• AIM OF THE TASK: Copy out every line of the listing below that contains the string "white". Case counts.
::::
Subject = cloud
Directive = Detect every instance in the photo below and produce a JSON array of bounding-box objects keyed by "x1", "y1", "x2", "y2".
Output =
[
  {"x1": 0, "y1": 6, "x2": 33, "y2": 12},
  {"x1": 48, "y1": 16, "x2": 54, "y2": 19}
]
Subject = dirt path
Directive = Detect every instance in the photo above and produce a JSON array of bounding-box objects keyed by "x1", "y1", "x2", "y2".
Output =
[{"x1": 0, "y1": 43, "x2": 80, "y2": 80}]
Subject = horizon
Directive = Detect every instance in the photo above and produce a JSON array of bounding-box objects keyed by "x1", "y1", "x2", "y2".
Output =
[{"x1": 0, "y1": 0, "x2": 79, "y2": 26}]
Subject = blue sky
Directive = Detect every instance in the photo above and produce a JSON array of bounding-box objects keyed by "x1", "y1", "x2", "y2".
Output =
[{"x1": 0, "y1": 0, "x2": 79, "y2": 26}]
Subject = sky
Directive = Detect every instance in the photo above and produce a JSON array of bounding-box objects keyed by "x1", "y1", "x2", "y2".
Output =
::::
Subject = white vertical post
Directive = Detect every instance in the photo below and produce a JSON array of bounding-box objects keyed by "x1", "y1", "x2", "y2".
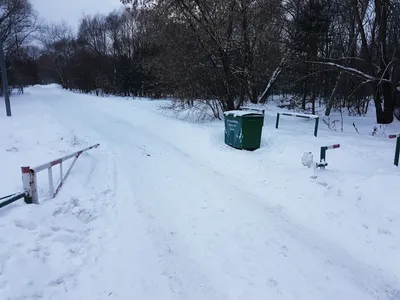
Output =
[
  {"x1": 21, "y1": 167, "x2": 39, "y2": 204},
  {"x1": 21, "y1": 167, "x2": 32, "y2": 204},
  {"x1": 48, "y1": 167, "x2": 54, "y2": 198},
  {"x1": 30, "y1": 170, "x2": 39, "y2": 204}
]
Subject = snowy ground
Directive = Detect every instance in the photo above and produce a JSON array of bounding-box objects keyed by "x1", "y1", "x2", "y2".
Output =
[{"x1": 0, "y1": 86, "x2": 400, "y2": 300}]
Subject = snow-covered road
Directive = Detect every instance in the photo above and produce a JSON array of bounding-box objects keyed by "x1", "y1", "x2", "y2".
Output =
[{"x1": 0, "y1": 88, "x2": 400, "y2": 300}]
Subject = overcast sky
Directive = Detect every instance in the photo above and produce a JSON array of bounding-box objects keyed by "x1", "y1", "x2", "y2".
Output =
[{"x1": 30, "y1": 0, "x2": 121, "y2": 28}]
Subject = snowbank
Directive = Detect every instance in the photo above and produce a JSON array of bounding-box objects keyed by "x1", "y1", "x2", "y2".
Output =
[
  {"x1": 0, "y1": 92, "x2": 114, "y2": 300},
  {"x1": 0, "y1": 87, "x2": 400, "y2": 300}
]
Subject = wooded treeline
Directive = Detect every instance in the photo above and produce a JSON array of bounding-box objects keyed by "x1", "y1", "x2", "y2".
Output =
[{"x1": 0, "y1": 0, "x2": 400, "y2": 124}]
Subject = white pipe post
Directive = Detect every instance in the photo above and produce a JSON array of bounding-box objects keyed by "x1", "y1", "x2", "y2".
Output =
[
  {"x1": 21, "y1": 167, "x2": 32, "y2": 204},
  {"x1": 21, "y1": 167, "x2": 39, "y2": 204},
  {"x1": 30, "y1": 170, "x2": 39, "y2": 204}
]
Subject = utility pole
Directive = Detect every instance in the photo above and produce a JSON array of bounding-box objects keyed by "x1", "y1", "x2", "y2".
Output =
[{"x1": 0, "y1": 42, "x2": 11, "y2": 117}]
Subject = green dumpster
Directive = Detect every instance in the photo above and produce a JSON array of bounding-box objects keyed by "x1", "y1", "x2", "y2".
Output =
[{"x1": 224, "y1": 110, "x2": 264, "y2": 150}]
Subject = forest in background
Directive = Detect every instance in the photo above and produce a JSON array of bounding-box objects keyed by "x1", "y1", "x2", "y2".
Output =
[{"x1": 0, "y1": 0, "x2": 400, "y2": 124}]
::::
• TASK RESPONSE:
Subject = white vertical post
Subject = white pipe post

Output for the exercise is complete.